## SOURCE TEXT
##########

Who, apart from Benedictines, is interested in what St Benedict has to say in the first chapter of his Rule about the different kinds of monks? True, it may provide a little ammunition for those who want to criticize an individual, or even a whole community, but rarely is it seen for what it is, an introduction to monastic living with all its pitfalls. In sketching the characters of good and bad monks, Benedict is setting before us a thumbnail of the whole monastic enterprise.
Yesterday he stressed what to look for in the good monk: obedience to rule and abbot, and a life lived in community or, if truly experienced in the ways of the Spirit, a hermit life, but one still grounded in that obedience to rule and abbot. In other words, the good monk is always under obedience — to a rule that is imperfect, to an individual who is flawed, but both seen by the monk as vehicles of grace. Contrast that with what we read today about the sarabaites and gyrovagues. They are not necessarily bad men, as we might understand the term, but they are choosey about their allegiance, assuming that they know best, keen to try their own experiments in monastic living without first submitting to years of regular discipline. They are fundamentally unstable, always pushing on to find the perfect community, the perfect way of life, and in danger of settling for what is merely comfortable or convenient.
I think RB 1 has something to say to all of us who are sincere in our search for God. I am glad that I had many years as a nun in a big community with a long tradition behind it before I came here. I think it has given our community a certain sureness of touch, a fundamentally humble, questing approach, enabling us to be orthodox in faith and practice but also innovative. That is not, however, something we can take for granted. What Benedict does not say in this chapter is at least as important as what he does. The obedience to rule and abbot that he singles out as the monk’s safeguard is something he will elaborate upon at some length. Ultimately, the monk is responsible for setting a guard about his heart and mind. He wakes every morning to hear the voice of the Lord commanding him and lives by faith, following the guidance of the gospel, but that is a choice he must make anew every morning. Mercifully, we have a vow of conversion to help us.

##########

## Collected data entries
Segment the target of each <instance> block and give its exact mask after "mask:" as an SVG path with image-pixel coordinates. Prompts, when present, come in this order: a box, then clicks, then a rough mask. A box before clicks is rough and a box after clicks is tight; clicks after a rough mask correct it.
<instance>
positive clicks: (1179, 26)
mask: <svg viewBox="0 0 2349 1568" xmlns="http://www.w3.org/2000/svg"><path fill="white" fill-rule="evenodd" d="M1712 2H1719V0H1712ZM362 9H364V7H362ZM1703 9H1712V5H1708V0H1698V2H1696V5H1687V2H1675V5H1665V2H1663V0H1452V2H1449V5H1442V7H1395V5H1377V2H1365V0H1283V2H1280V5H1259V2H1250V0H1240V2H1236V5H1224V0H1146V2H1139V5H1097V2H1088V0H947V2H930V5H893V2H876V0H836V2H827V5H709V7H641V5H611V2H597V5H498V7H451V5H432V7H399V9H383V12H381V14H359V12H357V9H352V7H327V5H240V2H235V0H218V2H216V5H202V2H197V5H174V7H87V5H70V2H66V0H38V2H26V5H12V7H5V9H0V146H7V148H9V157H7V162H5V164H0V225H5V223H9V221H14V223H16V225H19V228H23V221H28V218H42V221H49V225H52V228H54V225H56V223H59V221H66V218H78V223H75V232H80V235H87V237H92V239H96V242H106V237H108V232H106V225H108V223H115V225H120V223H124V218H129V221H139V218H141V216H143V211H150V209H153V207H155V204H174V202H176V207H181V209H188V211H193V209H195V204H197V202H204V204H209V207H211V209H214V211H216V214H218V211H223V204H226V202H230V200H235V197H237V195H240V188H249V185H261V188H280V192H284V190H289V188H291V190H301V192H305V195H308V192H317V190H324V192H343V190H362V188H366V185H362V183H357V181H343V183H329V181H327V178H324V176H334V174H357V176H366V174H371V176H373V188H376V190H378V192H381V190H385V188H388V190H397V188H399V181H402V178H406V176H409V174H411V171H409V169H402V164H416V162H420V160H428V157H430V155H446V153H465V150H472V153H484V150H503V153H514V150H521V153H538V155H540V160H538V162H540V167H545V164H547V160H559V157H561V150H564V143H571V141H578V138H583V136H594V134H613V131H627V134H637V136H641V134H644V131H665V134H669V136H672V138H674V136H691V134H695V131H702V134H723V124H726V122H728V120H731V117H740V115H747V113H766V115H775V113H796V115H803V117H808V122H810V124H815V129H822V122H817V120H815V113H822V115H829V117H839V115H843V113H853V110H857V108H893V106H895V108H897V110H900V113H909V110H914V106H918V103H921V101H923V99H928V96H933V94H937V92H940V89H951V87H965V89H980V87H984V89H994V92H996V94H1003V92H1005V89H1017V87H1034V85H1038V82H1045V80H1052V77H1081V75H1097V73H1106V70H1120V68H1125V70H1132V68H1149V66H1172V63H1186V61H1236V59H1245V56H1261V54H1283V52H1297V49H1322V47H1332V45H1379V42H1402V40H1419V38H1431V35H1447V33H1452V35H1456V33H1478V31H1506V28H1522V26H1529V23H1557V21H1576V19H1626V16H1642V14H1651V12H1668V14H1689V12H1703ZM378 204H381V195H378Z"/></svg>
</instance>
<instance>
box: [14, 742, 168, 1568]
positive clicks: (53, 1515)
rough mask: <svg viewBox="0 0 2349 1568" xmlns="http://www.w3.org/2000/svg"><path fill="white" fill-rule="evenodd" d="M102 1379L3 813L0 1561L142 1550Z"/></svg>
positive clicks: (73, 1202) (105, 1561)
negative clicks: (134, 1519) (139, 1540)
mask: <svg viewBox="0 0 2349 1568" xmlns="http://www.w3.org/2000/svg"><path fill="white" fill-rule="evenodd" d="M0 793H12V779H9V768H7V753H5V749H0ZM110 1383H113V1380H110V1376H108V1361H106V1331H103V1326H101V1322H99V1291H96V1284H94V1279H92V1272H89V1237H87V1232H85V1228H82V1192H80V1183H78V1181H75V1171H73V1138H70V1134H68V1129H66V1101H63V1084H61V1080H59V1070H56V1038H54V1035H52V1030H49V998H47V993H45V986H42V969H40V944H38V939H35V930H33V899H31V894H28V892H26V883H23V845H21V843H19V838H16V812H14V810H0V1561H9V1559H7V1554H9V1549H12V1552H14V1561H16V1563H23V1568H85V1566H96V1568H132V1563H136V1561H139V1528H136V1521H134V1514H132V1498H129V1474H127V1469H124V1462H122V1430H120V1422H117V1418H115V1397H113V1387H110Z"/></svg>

##########

## WORK REQUEST
Can you return the passage on the kinds of monks word for word, starting with "Who, apart from" and going on through "whole monastic enterprise."? These records are separate material and stand apart from the passage on the kinds of monks.

## ANSWER SPACE
Who, apart from Benedictines, is interested in what St Benedict has to say in the first chapter of his Rule about the different kinds of monks? True, it may provide a little ammunition for those who want to criticize an individual, or even a whole community, but rarely is it seen for what it is, an introduction to monastic living with all its pitfalls. In sketching the characters of good and bad monks, Benedict is setting before us a thumbnail of the whole monastic enterprise.